* begin *

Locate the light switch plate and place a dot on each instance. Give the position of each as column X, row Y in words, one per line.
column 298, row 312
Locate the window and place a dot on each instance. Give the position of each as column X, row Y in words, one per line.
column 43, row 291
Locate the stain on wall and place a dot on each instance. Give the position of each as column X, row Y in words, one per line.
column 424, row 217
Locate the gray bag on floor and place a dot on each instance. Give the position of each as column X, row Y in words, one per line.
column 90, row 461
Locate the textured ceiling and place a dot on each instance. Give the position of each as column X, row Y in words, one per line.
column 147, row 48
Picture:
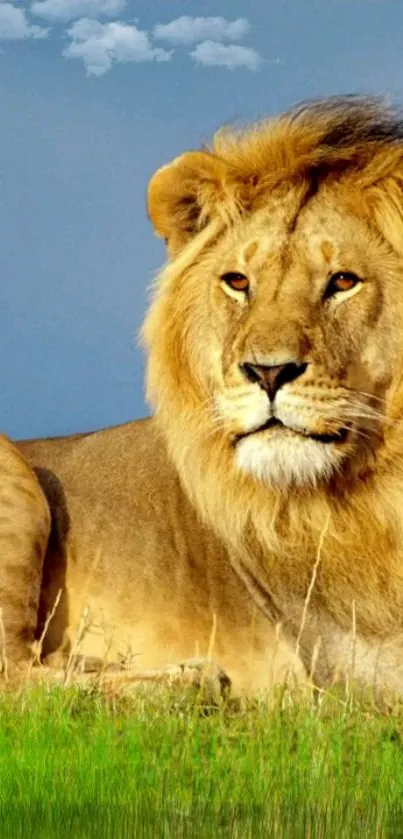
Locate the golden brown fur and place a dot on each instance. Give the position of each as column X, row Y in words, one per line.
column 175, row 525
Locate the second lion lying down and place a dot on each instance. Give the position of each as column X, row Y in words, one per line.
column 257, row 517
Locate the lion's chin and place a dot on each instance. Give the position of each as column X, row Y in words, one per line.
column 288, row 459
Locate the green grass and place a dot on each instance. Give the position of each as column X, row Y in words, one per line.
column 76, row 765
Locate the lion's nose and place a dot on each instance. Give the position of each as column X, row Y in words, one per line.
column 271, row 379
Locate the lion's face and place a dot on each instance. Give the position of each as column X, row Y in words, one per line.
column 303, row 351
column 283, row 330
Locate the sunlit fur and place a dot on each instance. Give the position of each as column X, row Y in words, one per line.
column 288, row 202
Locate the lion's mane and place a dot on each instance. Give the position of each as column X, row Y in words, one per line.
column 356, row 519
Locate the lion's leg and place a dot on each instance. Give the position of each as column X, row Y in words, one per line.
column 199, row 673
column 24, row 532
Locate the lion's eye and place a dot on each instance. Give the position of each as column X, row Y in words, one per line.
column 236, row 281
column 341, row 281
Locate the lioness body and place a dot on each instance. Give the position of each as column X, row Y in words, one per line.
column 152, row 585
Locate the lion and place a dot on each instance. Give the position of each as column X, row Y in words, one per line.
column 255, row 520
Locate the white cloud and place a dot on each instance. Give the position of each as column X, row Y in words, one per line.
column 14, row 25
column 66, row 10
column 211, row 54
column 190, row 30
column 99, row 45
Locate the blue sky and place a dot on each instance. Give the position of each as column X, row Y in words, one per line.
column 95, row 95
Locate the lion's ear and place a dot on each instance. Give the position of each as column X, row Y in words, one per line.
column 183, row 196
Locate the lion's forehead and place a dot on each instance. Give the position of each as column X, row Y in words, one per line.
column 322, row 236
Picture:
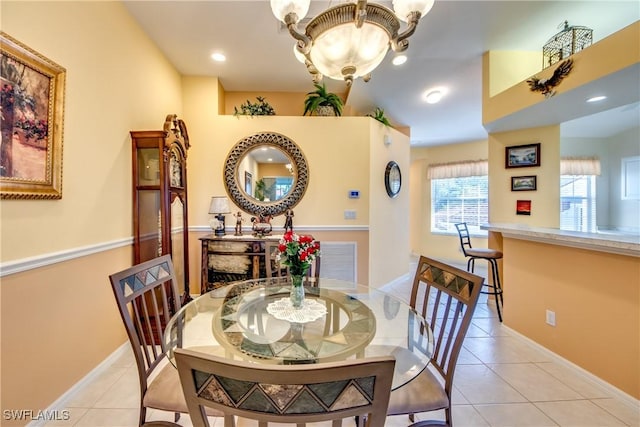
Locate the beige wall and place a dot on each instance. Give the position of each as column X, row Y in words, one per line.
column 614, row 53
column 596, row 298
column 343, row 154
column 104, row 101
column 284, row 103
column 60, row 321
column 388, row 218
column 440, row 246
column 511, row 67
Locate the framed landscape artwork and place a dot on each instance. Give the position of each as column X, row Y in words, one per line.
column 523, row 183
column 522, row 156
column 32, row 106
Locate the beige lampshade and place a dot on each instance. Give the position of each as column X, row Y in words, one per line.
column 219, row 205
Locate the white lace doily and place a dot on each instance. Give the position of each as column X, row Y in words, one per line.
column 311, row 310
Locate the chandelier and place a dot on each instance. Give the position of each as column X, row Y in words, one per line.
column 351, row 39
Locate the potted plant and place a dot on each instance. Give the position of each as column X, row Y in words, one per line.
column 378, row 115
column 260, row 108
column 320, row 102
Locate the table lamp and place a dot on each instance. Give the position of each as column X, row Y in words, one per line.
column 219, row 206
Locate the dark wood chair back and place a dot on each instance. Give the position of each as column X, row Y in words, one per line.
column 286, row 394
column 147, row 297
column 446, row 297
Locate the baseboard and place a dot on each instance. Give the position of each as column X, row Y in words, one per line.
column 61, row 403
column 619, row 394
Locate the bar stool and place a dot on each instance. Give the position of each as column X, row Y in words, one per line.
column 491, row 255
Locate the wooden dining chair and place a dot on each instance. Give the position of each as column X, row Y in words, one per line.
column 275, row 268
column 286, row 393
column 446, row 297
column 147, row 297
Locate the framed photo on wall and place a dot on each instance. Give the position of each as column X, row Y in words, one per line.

* end *

*Exercise prompt*. Rewrite all of the data above, changing every "place a dot on" to "mark" and leaving everything else as it is. Omit the pictures from your answer.

*Reply*.
Locate the light switch plate and mark each instance. Give the position of each as column X, row Y in words, one per line.
column 298, row 312
Locate the window and mark each instance. Give the position of each as column X, row Y in words, one per line.
column 43, row 291
Locate the stain on wall and mark each instance. Give the position of each as column X, row Y in words, one per line.
column 424, row 217
Locate the gray bag on floor and mark each instance. Give the position of each as column X, row Y in words, one per line.
column 90, row 461
Locate the textured ceiling and mark each instance. Give the position of each as column X, row Y in words, one per line.
column 147, row 48
Picture:
Locate the golden brown fur and mark each instance. Give the position of each as column X, row Y in words, one per line.
column 175, row 525
Locate the second lion lying down and mark each instance. Give the position of each as column X, row Y in words, one per line.
column 257, row 517
Locate the lion's chin and mark each instance. Give the position of each as column X, row Y in words, one per line.
column 288, row 459
Locate the green grass and mark each instance. Give the position of each as column X, row Y in words, one per line.
column 76, row 765
Locate the lion's nose and mark each instance. Give the position of each as column X, row Y in words, one per line.
column 271, row 379
Locate the lion's face and mark each instance. Give the position of each as column X, row Y in words, one per line.
column 303, row 351
column 283, row 330
Locate the sunlit fur and mark each instance. Give the position of each as column X, row Y in words, one per line.
column 288, row 202
Locate the lion's mane and mark each instance. Give the position of each as column X, row Y in words, one per line.
column 356, row 519
Locate the lion's leg and mark each instance. Give the position of each as column X, row Y in words, one per line.
column 199, row 673
column 24, row 532
Locate the lion's eye and mark each instance. Give the position of each as column X, row Y in words, one per line.
column 236, row 281
column 341, row 281
Locate the lioness body and mark each instance. Give the position of each as column X, row Y in words, one per line.
column 152, row 585
Locate the lion and mark each instance. Give the position of each as column X, row Y in words, one per line.
column 255, row 520
Locate the white cloud and mark each instance. Give the position of each as column X, row Y in words, one per line.
column 14, row 25
column 66, row 10
column 211, row 54
column 190, row 30
column 99, row 45
Locate the blue sky and mark each instance. Give the position of each as column X, row Y in words, one per line.
column 95, row 95
Locate the lion's ear and mark each instance. Give the position of each as column X, row Y in words, one per line.
column 183, row 196
Locate the lion's forehead and mark each instance. Give the position of each as column X, row Y in words, one per line.
column 322, row 236
Picture:
Locate the beige wall and mark each instance. Give the position of each as column X, row Y in words, one per line.
column 614, row 53
column 596, row 298
column 343, row 154
column 104, row 101
column 284, row 103
column 60, row 321
column 388, row 218
column 440, row 246
column 511, row 67
Locate the framed landscape artwork and mark each instance. Give the position of each as column X, row Y in words, one per line.
column 523, row 183
column 522, row 156
column 32, row 106
Locate the beige lampshade and mark each instance. Give the position of each as column X, row Y in words, one per line.
column 219, row 205
Locate the white lace doily and mark each instance. Give the position of each as column X, row Y in words, one per line.
column 311, row 310
Locate the chandelier and mark each instance. Give the position of each as column X, row Y in words, one per line.
column 351, row 39
Locate the potted plant and mark each instance. Give the position of each as column X, row Y in words, one per line.
column 378, row 115
column 260, row 108
column 320, row 102
Locate the table lamp and mark each instance. Give the position of each as column X, row Y in words, one per line.
column 219, row 206
Locate the dark wood chair back and mark each instance. Give the position of each as column X, row Y in words, one per line.
column 286, row 394
column 147, row 297
column 446, row 297
Locate the baseboard and mark each instance. Give the position of each as column X, row Y in words, one per line.
column 61, row 403
column 619, row 394
Locate the bar stool and mark each instance. Give the position of each as column X, row Y in words, one per line.
column 491, row 255
Locate the wooden dining chair and mark each instance. Give the position of each as column X, row Y in words, one per line.
column 275, row 268
column 286, row 393
column 446, row 297
column 147, row 297
Locate the framed photo on wall and mark each instance. Give the position of each as column X, row Y in words, one per line.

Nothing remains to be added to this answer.